-- START --

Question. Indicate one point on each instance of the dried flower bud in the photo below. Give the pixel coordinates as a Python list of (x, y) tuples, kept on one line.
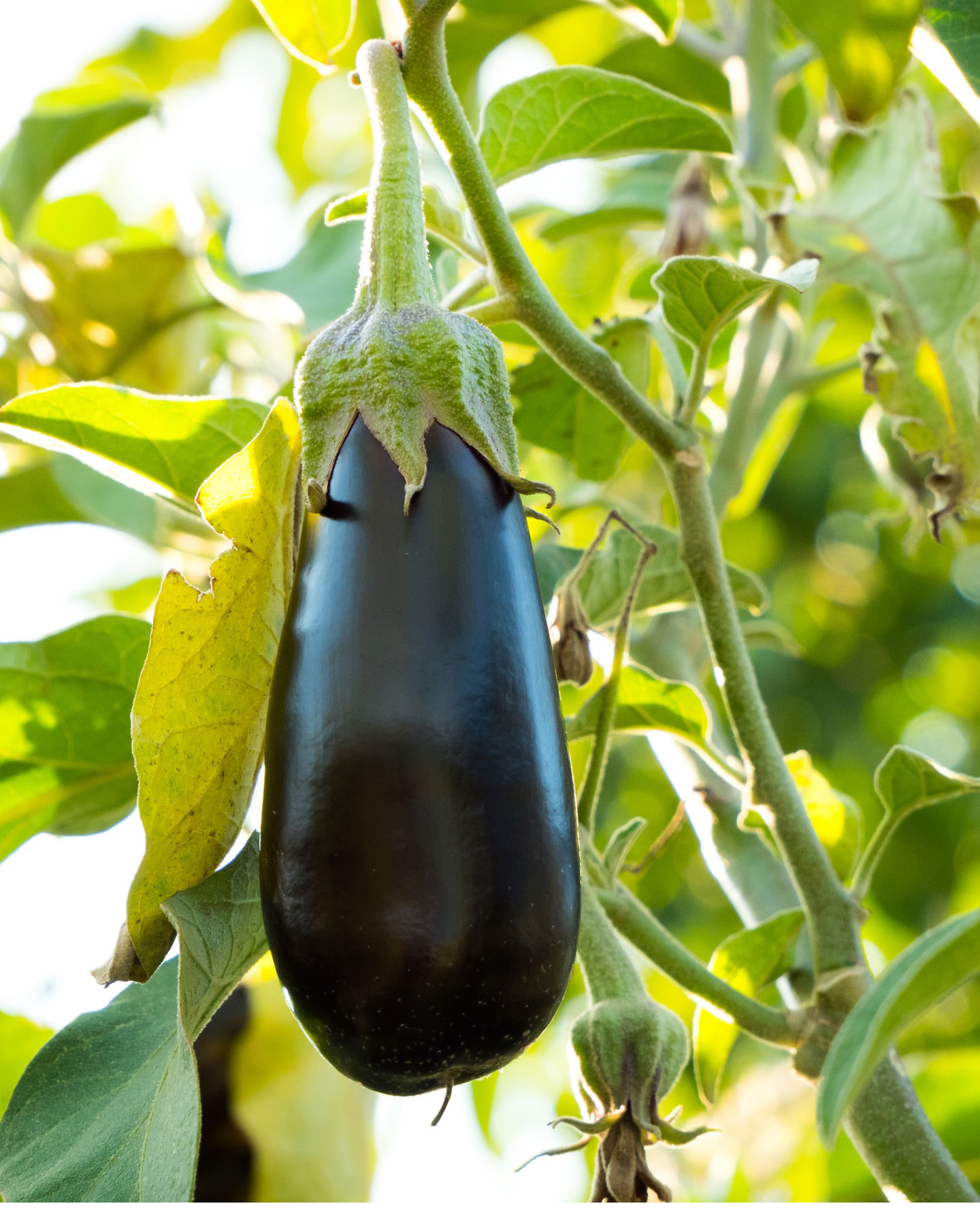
[(571, 649), (686, 216)]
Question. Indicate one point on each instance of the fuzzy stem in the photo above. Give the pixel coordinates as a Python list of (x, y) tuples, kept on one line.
[(606, 717), (395, 263), (511, 272), (830, 909), (606, 968), (427, 79), (668, 955)]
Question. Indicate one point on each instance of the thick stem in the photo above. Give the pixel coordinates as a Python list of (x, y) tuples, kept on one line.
[(740, 429), (668, 955), (830, 909), (512, 274), (393, 263), (759, 159), (428, 82)]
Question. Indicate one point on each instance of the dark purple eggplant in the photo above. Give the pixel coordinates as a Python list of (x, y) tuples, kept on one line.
[(421, 882)]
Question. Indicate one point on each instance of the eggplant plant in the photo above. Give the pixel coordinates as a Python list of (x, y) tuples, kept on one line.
[(753, 347)]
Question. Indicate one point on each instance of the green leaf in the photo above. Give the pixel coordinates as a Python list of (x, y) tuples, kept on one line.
[(957, 22), (864, 44), (162, 61), (554, 412), (325, 33), (116, 312), (647, 704), (836, 817), (484, 1090), (20, 1041), (581, 112), (110, 1110), (312, 1128), (906, 782), (701, 293), (61, 127), (887, 227), (673, 69), (747, 961), (666, 585), (312, 30), (59, 489), (65, 759), (199, 716), (919, 978), (174, 441)]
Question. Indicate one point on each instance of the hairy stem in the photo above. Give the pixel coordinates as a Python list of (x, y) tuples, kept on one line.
[(830, 911), (668, 955), (832, 921)]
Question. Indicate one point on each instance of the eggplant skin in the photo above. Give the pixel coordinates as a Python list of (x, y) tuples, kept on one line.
[(419, 868)]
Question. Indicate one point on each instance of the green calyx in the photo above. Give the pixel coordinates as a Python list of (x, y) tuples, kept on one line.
[(396, 357), (630, 1050)]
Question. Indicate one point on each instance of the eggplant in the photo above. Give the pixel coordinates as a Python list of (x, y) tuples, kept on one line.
[(419, 868)]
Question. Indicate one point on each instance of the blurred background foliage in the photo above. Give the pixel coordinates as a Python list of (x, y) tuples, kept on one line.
[(876, 636)]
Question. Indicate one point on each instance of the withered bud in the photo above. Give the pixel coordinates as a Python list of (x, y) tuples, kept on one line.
[(686, 231), (571, 647)]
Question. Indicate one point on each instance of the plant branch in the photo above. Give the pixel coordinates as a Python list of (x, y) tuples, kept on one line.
[(632, 919), (830, 909), (741, 429), (606, 717), (511, 272), (889, 1152)]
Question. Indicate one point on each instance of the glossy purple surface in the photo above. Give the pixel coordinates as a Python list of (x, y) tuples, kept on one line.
[(421, 881)]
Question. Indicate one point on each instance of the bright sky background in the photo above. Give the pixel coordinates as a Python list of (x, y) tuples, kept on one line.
[(63, 900)]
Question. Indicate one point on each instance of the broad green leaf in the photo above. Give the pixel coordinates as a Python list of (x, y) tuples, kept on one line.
[(581, 112), (836, 817), (61, 127), (887, 227), (310, 1127), (116, 312), (666, 585), (554, 412), (673, 69), (20, 1041), (162, 61), (325, 33), (59, 489), (920, 977), (957, 22), (865, 46), (174, 441), (199, 717), (906, 782), (647, 704), (110, 1111), (441, 220), (747, 961), (65, 759), (701, 294)]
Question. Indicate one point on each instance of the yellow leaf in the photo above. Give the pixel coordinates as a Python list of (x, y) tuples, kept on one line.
[(310, 1127), (834, 816), (199, 717)]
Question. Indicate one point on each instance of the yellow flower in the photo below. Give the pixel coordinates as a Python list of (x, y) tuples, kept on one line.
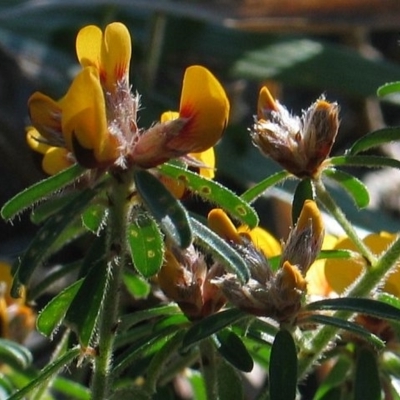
[(299, 145), (341, 274), (17, 320), (96, 121)]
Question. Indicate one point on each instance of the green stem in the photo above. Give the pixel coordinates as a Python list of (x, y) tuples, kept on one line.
[(209, 367), (108, 318), (329, 203), (371, 279)]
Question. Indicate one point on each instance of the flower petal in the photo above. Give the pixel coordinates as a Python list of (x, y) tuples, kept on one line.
[(109, 53), (206, 107)]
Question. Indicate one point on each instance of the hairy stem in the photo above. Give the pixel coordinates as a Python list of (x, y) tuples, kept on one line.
[(108, 318)]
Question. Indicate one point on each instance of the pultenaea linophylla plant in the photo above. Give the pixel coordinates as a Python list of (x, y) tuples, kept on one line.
[(225, 293)]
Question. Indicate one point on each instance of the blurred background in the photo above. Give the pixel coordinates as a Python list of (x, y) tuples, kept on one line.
[(345, 49)]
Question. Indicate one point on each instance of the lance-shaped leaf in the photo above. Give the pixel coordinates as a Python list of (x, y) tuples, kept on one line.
[(366, 382), (388, 88), (365, 161), (82, 320), (353, 186), (283, 367), (258, 189), (347, 326), (164, 207), (40, 190), (371, 307), (214, 192), (304, 191), (212, 324), (374, 139), (14, 354), (54, 312), (146, 245), (213, 244), (231, 347), (41, 246)]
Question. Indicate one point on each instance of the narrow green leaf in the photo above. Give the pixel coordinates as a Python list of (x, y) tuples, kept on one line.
[(252, 194), (54, 312), (358, 305), (42, 243), (374, 139), (214, 192), (146, 245), (283, 367), (137, 286), (14, 354), (164, 207), (388, 88), (212, 324), (231, 259), (231, 347), (82, 320), (366, 383), (46, 373), (304, 191), (50, 206), (365, 161), (353, 186), (94, 217), (40, 190), (347, 326), (337, 375)]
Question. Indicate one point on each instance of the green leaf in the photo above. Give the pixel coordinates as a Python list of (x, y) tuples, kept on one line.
[(213, 244), (146, 245), (374, 139), (337, 375), (94, 217), (359, 305), (40, 190), (231, 347), (353, 186), (304, 191), (138, 287), (164, 207), (347, 326), (14, 354), (283, 367), (212, 324), (214, 192), (388, 88), (259, 188), (41, 246), (54, 312), (47, 372), (82, 320), (365, 161), (229, 383), (366, 383)]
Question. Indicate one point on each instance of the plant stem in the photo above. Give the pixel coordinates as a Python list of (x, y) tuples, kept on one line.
[(371, 279), (108, 318), (209, 367), (329, 203)]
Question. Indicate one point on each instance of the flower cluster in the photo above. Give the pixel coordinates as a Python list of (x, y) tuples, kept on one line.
[(95, 123)]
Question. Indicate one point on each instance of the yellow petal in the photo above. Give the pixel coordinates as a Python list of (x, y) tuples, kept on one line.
[(205, 106), (220, 223), (109, 53), (56, 160), (45, 114), (84, 118), (263, 241)]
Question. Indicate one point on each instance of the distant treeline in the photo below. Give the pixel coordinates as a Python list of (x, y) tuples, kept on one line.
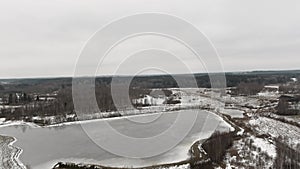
[(45, 85)]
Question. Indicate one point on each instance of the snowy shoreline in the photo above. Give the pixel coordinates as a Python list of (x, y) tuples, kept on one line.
[(10, 154)]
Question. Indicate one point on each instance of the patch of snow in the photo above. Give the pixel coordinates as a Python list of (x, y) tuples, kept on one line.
[(265, 146)]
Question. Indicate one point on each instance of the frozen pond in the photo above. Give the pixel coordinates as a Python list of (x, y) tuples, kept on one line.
[(43, 147)]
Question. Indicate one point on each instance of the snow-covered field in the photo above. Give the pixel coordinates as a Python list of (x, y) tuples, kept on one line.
[(276, 128)]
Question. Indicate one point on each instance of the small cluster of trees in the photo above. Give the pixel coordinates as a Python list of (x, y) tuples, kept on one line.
[(217, 145), (249, 88), (287, 157)]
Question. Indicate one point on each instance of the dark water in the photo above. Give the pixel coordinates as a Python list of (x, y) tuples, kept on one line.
[(43, 147)]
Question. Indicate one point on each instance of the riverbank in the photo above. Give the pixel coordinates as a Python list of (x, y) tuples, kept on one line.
[(9, 154)]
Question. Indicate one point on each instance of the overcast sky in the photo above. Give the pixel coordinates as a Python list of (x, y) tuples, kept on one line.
[(44, 37)]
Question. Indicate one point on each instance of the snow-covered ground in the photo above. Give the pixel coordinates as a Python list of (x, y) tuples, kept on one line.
[(275, 128)]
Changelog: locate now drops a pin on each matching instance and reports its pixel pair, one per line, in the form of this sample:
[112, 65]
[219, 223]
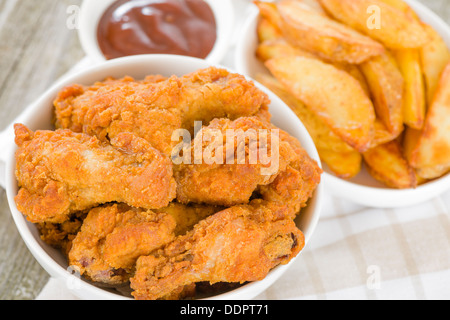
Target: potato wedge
[333, 95]
[345, 165]
[343, 160]
[313, 5]
[382, 134]
[434, 57]
[414, 104]
[384, 22]
[429, 150]
[323, 36]
[279, 47]
[322, 135]
[386, 85]
[387, 164]
[267, 31]
[269, 11]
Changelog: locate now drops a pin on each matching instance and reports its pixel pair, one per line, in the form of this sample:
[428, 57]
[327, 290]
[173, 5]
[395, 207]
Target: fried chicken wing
[62, 172]
[61, 235]
[230, 167]
[155, 107]
[146, 108]
[187, 216]
[113, 237]
[296, 185]
[239, 244]
[213, 93]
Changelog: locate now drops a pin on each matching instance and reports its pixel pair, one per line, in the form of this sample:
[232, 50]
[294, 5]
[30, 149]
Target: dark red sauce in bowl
[182, 27]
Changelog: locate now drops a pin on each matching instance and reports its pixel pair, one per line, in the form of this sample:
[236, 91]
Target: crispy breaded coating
[236, 245]
[213, 93]
[62, 172]
[187, 216]
[221, 179]
[113, 237]
[296, 185]
[155, 107]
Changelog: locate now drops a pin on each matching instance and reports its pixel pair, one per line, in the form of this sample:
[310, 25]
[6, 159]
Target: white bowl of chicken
[99, 198]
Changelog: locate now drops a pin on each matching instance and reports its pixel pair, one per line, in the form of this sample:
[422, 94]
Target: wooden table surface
[37, 46]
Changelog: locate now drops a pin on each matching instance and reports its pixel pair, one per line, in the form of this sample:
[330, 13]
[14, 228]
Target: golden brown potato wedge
[386, 85]
[382, 134]
[323, 36]
[342, 159]
[434, 57]
[404, 7]
[322, 135]
[429, 150]
[387, 164]
[414, 104]
[267, 31]
[345, 165]
[313, 5]
[269, 11]
[279, 47]
[333, 95]
[382, 21]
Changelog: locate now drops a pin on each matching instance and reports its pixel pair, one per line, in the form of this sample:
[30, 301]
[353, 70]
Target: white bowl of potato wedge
[370, 79]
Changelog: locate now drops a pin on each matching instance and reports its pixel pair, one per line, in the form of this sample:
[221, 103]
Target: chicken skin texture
[239, 244]
[296, 185]
[155, 107]
[228, 175]
[62, 172]
[113, 237]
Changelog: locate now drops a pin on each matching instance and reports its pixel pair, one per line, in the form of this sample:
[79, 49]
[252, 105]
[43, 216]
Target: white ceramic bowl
[92, 11]
[363, 189]
[39, 116]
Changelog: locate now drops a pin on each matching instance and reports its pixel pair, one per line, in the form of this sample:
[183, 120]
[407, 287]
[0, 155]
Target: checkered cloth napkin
[368, 254]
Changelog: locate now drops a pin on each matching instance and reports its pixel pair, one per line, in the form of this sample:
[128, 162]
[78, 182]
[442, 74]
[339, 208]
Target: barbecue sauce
[182, 27]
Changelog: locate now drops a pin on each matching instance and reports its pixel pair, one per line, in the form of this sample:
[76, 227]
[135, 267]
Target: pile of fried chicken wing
[103, 188]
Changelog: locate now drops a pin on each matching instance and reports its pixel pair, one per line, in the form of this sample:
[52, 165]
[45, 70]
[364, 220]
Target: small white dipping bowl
[363, 189]
[39, 116]
[92, 11]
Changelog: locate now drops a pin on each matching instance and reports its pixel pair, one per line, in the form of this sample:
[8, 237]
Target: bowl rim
[350, 189]
[85, 289]
[87, 29]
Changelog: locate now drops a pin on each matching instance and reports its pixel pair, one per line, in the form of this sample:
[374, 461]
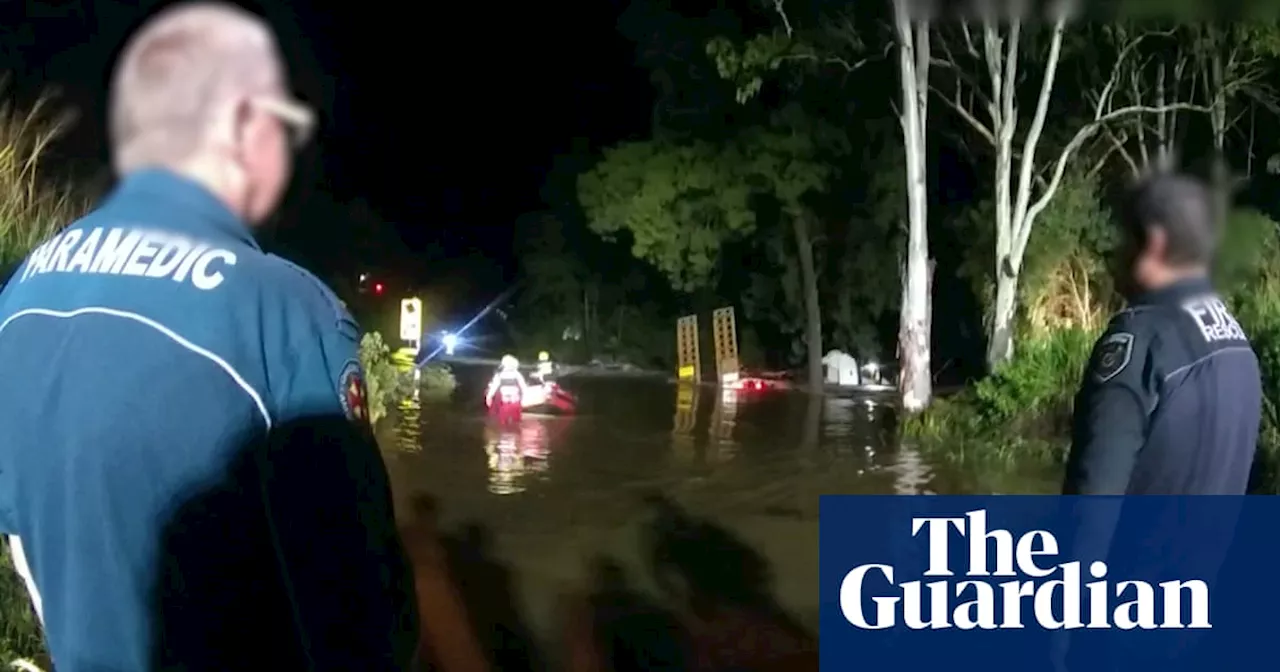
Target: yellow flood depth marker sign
[725, 329]
[411, 321]
[686, 350]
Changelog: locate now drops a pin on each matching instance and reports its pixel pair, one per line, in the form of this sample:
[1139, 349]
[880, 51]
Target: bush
[30, 210]
[387, 383]
[1023, 410]
[1020, 412]
[437, 379]
[19, 630]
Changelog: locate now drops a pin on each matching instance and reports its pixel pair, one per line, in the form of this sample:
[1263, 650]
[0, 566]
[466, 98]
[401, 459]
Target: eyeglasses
[295, 115]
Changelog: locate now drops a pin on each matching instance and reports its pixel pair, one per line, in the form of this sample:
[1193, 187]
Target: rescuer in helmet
[545, 369]
[506, 391]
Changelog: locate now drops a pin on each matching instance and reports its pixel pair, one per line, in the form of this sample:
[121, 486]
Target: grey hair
[177, 73]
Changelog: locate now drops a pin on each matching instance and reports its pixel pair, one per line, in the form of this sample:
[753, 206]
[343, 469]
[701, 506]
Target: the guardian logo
[1038, 592]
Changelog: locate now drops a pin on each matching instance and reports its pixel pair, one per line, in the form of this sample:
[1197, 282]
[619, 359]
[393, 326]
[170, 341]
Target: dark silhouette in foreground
[723, 590]
[288, 561]
[631, 631]
[485, 588]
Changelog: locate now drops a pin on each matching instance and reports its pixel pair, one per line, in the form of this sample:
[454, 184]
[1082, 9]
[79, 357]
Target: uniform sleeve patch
[352, 393]
[1115, 351]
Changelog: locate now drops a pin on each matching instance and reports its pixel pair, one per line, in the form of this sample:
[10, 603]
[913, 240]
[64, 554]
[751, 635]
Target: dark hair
[1179, 205]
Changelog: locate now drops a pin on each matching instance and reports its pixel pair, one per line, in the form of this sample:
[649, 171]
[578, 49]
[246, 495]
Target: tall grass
[19, 630]
[30, 208]
[30, 211]
[1016, 415]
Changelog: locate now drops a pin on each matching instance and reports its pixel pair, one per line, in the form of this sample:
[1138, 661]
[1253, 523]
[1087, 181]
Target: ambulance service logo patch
[1114, 355]
[352, 394]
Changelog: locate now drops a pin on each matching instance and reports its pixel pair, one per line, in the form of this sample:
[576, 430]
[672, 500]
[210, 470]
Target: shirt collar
[1175, 293]
[187, 205]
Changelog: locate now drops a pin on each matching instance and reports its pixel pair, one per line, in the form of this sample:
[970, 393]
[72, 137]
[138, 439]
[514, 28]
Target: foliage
[382, 378]
[1020, 412]
[680, 202]
[576, 286]
[19, 629]
[867, 260]
[437, 379]
[1249, 272]
[1065, 282]
[686, 204]
[30, 210]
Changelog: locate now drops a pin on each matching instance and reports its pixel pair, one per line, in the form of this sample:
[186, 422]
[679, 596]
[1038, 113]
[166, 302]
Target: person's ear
[1157, 242]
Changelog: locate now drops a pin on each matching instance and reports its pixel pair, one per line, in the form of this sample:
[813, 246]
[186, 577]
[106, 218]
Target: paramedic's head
[1166, 233]
[201, 90]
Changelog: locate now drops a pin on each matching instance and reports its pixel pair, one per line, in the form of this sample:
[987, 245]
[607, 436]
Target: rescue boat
[548, 398]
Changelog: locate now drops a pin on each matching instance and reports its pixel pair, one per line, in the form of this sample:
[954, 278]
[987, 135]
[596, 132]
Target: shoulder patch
[1114, 353]
[352, 393]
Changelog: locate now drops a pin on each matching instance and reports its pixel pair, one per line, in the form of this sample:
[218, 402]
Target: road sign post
[411, 321]
[725, 329]
[686, 350]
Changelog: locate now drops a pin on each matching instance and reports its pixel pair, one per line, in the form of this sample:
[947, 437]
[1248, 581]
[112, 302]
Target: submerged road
[553, 494]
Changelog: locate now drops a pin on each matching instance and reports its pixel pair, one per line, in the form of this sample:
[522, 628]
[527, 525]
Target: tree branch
[1077, 141]
[987, 135]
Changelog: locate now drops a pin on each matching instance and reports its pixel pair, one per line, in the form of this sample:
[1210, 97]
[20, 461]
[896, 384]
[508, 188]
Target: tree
[684, 202]
[789, 168]
[1018, 202]
[680, 204]
[915, 382]
[836, 44]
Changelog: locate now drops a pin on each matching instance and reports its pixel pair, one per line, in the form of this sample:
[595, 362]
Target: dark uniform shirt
[186, 465]
[1170, 402]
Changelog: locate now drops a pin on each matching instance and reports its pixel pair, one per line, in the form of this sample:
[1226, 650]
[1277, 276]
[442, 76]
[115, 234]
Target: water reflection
[684, 424]
[408, 428]
[554, 490]
[517, 453]
[723, 416]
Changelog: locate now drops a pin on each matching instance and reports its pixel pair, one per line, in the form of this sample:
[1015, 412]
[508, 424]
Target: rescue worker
[506, 392]
[1171, 400]
[187, 461]
[545, 369]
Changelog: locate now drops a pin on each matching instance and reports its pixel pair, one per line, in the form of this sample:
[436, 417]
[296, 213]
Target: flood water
[554, 493]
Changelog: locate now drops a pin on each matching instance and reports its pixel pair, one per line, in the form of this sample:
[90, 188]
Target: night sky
[443, 120]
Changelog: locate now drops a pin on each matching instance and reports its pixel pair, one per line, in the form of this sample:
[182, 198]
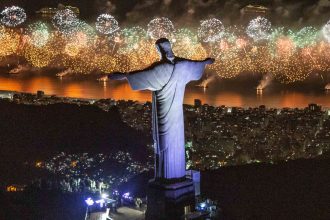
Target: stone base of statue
[169, 200]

-- END --

**Work instructions:** Duplicate the items above word for word, from the very start through the line that contains "79), (668, 955)]", leaving the pictures out.

**Expected output:**
Question. Indicate one point on each instance of the dried flower bud in the photo below. Give the pixel coordinates as a Python list of (x, y) tuples, kept on one line.
[(571, 649), (686, 216)]
Question. Indicate one point on each instance of the fuzzy stem in the photo above. Give the pixel coordinates as a Python list of (x, y) tuples, kept on one line.
[(606, 717), (395, 263), (511, 272), (830, 909), (606, 968), (427, 79), (668, 955)]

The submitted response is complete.